(GIVEN PROBLEM) Express the material below as a two-column CSV with the columns "instruction" and "result", giving one row per request. Put the request text and its answer each in a single quoted field, replace line breaks with spaces, and omit the pictures.

═══ DATA TO USE

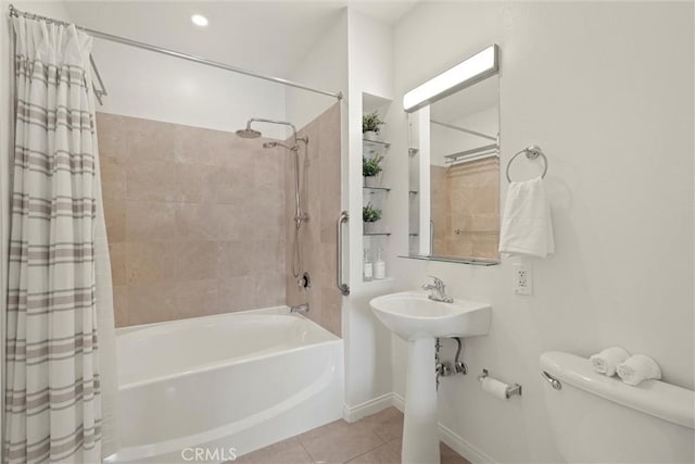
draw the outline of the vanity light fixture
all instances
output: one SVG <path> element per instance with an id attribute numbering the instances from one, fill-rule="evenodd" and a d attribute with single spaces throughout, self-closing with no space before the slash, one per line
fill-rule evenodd
<path id="1" fill-rule="evenodd" d="M 403 96 L 403 109 L 412 113 L 494 76 L 500 72 L 498 54 L 498 47 L 495 43 L 444 71 Z"/>
<path id="2" fill-rule="evenodd" d="M 200 27 L 205 27 L 207 26 L 207 18 L 205 16 L 203 16 L 202 14 L 194 14 L 191 16 L 191 21 L 193 22 L 194 25 L 200 26 Z"/>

══════

(FINISHED EXERCISE)
instruction,result
"draw the outline of the vanity light fixture all instances output: one SVG <path> element per instance with an id attribute numbering the instances from one, fill-rule=""evenodd"" and a d attribute with single spaces throughout, self-closing with no space before the slash, one per line fill-rule evenodd","<path id=""1"" fill-rule=""evenodd"" d=""M 403 96 L 403 109 L 412 113 L 494 76 L 500 72 L 498 54 L 498 47 L 495 43 L 444 71 Z""/> <path id=""2"" fill-rule=""evenodd"" d=""M 200 27 L 205 27 L 207 26 L 207 18 L 205 16 L 203 16 L 202 14 L 194 14 L 191 16 L 191 21 L 193 22 L 194 25 L 200 26 Z""/>"